» To do
In the records below, starting at the line that contains "Provide the mask of every instance of the otter" and continuing through the end of the records, change "wet fur" to "damp fur" and reproduce those lines with nothing else altered.

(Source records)
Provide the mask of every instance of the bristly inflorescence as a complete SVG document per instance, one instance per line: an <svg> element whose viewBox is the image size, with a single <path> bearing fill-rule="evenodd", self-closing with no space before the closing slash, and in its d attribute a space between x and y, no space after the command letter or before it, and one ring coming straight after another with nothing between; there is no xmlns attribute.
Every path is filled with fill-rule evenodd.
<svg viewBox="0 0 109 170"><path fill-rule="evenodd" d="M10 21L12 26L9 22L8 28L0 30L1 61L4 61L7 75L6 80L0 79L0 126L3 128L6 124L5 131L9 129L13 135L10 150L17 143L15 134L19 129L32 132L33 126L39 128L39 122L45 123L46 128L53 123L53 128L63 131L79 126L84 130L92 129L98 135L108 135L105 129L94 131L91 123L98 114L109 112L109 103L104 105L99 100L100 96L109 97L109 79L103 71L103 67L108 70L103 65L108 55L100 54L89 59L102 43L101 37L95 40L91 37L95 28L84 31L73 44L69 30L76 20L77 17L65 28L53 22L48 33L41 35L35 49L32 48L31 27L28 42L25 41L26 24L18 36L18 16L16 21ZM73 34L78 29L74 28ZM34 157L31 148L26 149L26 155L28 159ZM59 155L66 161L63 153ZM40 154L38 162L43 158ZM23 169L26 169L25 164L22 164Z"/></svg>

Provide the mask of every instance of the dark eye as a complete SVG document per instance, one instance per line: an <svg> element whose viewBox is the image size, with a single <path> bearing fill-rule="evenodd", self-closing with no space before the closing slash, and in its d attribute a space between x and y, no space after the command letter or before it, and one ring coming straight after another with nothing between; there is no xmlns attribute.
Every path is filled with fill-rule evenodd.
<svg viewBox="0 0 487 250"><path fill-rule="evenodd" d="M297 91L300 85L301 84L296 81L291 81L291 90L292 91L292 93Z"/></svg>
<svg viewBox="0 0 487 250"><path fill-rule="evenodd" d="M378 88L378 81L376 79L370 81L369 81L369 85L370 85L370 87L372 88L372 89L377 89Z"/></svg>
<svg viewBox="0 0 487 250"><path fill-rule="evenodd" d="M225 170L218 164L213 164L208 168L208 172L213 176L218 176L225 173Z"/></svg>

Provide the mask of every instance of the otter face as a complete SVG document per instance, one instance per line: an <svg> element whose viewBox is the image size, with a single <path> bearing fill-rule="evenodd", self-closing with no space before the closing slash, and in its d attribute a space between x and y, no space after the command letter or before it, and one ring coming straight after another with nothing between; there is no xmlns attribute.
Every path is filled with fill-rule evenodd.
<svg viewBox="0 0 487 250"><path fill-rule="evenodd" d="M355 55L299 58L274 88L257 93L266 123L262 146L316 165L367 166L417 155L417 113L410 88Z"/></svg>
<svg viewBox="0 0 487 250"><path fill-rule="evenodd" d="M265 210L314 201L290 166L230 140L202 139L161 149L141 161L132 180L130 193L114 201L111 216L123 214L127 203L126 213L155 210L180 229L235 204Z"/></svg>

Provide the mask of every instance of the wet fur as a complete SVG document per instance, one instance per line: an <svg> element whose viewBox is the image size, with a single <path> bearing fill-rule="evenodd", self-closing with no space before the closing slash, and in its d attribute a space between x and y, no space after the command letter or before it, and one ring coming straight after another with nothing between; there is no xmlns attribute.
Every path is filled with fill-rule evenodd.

» Response below
Provide the mask of every instance of the otter face as a complete SVG document per instance, one instance per line: an <svg> element whose viewBox is the image size, with a single <path> bearing fill-rule="evenodd", self-closing with no space before the closing slash, and in its d attribute a space between x and y, no space after the command letter or before it, and one ring coming straight after another with nothing between; there is no xmlns attribute.
Every path is filled with fill-rule evenodd.
<svg viewBox="0 0 487 250"><path fill-rule="evenodd" d="M355 55L299 58L274 88L257 93L266 123L262 146L316 165L367 166L417 155L417 113L410 88Z"/></svg>
<svg viewBox="0 0 487 250"><path fill-rule="evenodd" d="M265 210L314 201L290 166L230 140L202 139L161 149L141 161L132 180L130 193L114 201L111 216L123 214L127 203L126 213L155 210L180 229L235 204Z"/></svg>

Provide the mask of every instance of the damp fur as a complete SVG document per instance, one instance per line: an <svg> element whose viewBox is the image size, with a single <path> bearing fill-rule="evenodd", self-closing with no space before the closing slash, and in its d attribute a space between x and y, no space after the command letter or before it, and one ring coming straight after another with nothing between; there is no xmlns attribute.
Every path is filled with fill-rule evenodd.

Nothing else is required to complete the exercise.